#### What is asked
Reproduce each line of the data below word for word, omitting the pictures.

#### Input rows
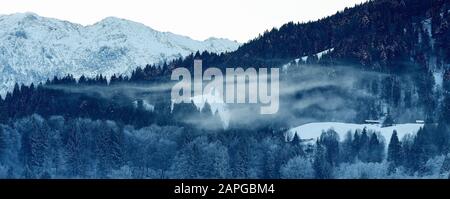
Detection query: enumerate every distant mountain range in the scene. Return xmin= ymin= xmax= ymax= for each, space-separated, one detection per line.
xmin=0 ymin=13 xmax=240 ymax=94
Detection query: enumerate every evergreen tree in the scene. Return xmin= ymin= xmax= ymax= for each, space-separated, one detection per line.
xmin=388 ymin=130 xmax=403 ymax=167
xmin=313 ymin=142 xmax=333 ymax=179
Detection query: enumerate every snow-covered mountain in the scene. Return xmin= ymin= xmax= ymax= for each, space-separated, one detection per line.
xmin=0 ymin=13 xmax=239 ymax=95
xmin=286 ymin=122 xmax=424 ymax=143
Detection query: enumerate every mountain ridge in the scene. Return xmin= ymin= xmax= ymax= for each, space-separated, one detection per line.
xmin=0 ymin=12 xmax=240 ymax=95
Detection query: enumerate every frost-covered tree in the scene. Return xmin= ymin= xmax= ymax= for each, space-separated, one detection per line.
xmin=313 ymin=142 xmax=333 ymax=179
xmin=280 ymin=156 xmax=314 ymax=179
xmin=387 ymin=130 xmax=403 ymax=167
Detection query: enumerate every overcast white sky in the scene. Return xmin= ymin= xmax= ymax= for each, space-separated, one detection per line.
xmin=0 ymin=0 xmax=366 ymax=42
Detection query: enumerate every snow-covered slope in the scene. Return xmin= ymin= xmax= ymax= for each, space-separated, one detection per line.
xmin=0 ymin=13 xmax=239 ymax=95
xmin=286 ymin=122 xmax=423 ymax=143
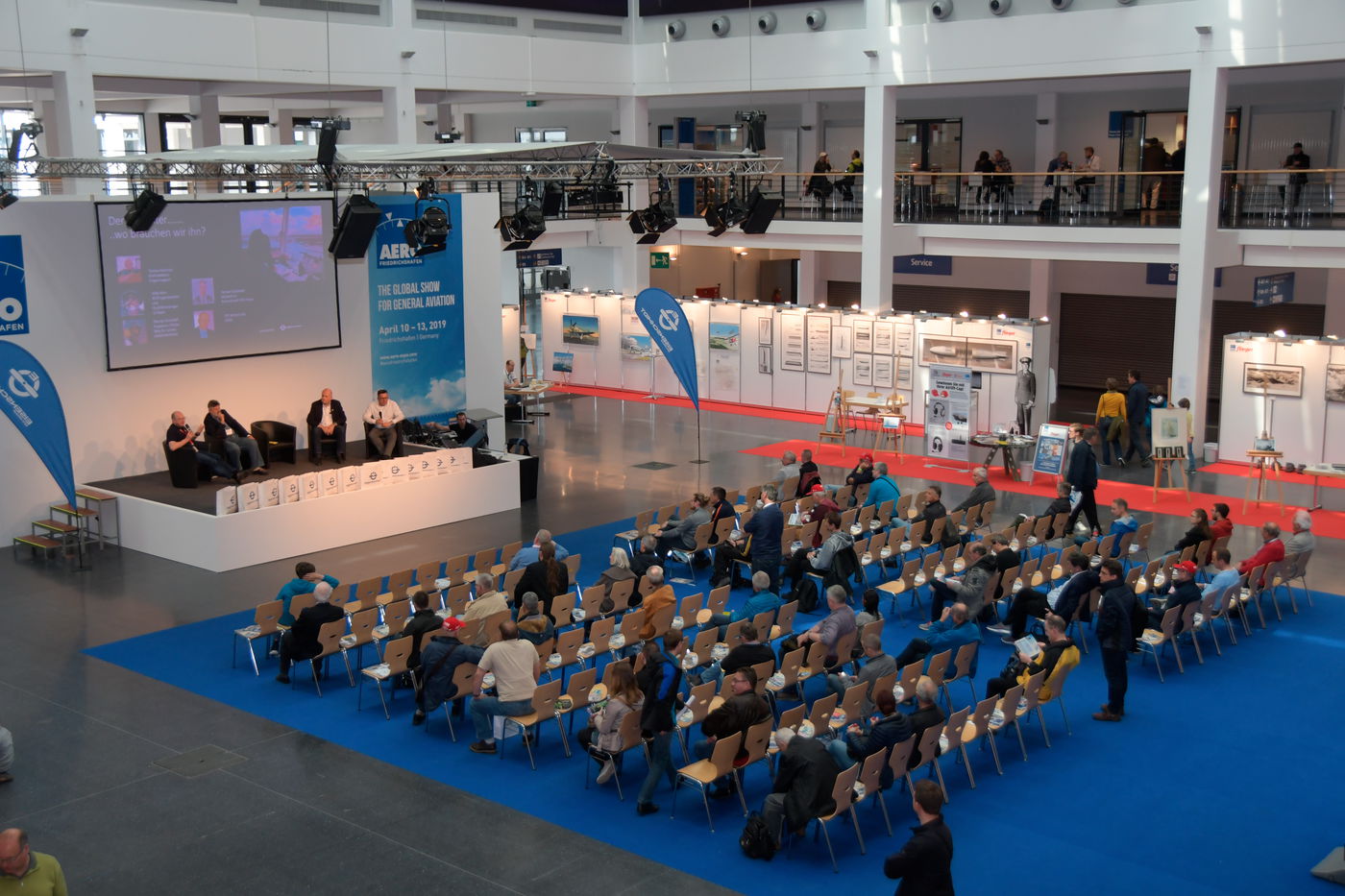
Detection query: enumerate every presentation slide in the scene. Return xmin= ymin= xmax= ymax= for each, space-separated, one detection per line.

#### Exercise output
Detection query: enumerate every distant mountain range in the scene. Return xmin= ymin= xmax= ymax= for each, space-separated, one detection per line.
xmin=0 ymin=13 xmax=240 ymax=94
Detection query: enumerate every evergreen tree in the scene. Return xmin= ymin= xmax= ymax= for each, space-separated, one detection per line.
xmin=388 ymin=130 xmax=403 ymax=167
xmin=313 ymin=142 xmax=333 ymax=179
Detection query: enumerate every snow-covered mountain in the scene. Return xmin= ymin= xmax= ymax= for each, space-separated, one detection per line.
xmin=0 ymin=13 xmax=239 ymax=95
xmin=286 ymin=122 xmax=424 ymax=143
Detection query: enumerate every mountain ridge in the scene. Return xmin= ymin= xmax= ymax= for each, space-separated, one detection per line.
xmin=0 ymin=12 xmax=240 ymax=95
Detection query: enumerate every frost-covered tree in the scene. Return xmin= ymin= xmax= ymax= for each, space-separated, one detection per line.
xmin=313 ymin=142 xmax=333 ymax=179
xmin=280 ymin=156 xmax=314 ymax=179
xmin=387 ymin=130 xmax=403 ymax=167
Detection query: enumerate every overcast white sky in the scene. Return xmin= ymin= xmax= ymax= for each, space-separated, one detection per line.
xmin=0 ymin=0 xmax=366 ymax=42
Detection query: enumerate every snow-covered slope in the scene. Return xmin= ymin= xmax= ymax= for each, space-separated, one detection per line.
xmin=0 ymin=13 xmax=239 ymax=95
xmin=286 ymin=122 xmax=423 ymax=143
Detection query: enumerate every presentation slide in the scene. Return xmin= ymin= xmax= ymax= for each, space-separated, one detection per line.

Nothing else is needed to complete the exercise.